What is needed here is an exact copy of every record below.

Saved entries
────────
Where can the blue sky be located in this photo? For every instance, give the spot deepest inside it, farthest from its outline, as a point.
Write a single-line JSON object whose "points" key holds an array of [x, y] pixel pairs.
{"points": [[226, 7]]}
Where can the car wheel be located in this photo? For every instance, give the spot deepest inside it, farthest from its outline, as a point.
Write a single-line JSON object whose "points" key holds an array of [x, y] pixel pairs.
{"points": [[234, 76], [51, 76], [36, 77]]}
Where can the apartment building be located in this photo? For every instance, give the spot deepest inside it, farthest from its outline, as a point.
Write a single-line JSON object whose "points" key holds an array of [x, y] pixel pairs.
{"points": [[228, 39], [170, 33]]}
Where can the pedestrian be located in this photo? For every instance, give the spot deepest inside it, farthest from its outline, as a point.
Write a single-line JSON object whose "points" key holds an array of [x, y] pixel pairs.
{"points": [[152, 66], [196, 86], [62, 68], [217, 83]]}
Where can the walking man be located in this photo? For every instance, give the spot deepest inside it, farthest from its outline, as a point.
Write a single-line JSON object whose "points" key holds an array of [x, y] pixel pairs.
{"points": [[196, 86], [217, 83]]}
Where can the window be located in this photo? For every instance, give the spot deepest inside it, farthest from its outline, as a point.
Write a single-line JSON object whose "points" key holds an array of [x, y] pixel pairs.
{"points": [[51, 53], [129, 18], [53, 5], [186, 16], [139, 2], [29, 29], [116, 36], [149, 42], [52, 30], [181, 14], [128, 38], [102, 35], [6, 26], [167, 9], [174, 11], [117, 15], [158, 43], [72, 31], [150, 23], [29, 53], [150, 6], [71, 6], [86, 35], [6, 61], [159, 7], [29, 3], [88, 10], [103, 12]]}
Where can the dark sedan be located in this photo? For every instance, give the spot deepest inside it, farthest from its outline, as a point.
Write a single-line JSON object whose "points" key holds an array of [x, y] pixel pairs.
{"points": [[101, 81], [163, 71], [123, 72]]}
────────
RESULT BELOW:
Where can the blue sky be located in this photo? For every instance, give the spot deepest inside it, farthest from its outline, as a point.
Write a single-line JSON object whose "points" key holds an array of [x, y] pixel pairs.
{"points": [[226, 7]]}
Where can the car wheel be located in this photo? For every instance, give the spot deepest inside it, farthest from its outline, as a point.
Write a single-line JSON object whose "points" key holds an array of [x, y] pixel pairs.
{"points": [[234, 76], [51, 76], [36, 77]]}
Where can the apartment building be located in this photo? For every instance, give the spot deepest inside it, farthest from its outline, as a point.
Write a single-line JSON object whose "points" key holds an array of [x, y] pixel pairs.
{"points": [[228, 39], [170, 33]]}
Where can the pedestrian be located in this photo? For every instance, give the spot deepest inside it, farthest from its outline, as a point.
Write a single-line JSON object whose "points" key holds an array of [x, y] pixel pairs.
{"points": [[152, 66], [196, 86], [62, 68], [217, 83]]}
Where can the walking man be located in this photo? For every instance, give the spot deepest inside it, farthest from its outline, as a point.
Write a single-line JSON object whose "points" key holds an array of [x, y] pixel pairs.
{"points": [[196, 86], [217, 83]]}
Where can the window be located in this photo? For every instance, give the spot deepest inside it, farthest from its outline, as a point.
Write a single-line JSON object whose "points" key holds an array of [x, y] pixel pairs.
{"points": [[51, 53], [129, 18], [53, 5], [186, 16], [139, 2], [29, 29], [116, 36], [149, 42], [52, 30], [181, 14], [128, 38], [102, 35], [6, 26], [167, 9], [174, 11], [117, 15], [158, 43], [72, 31], [150, 23], [29, 53], [150, 6], [71, 6], [86, 35], [6, 61], [159, 7], [29, 3], [88, 10], [103, 12]]}
Where can the dark sedan be located in this photo? For every instance, give the spot deepest inside it, farthest from its outline, as a point.
Write a single-line JSON object whose "points" key holds an array of [x, y] pixel pairs.
{"points": [[101, 81], [163, 71], [123, 72]]}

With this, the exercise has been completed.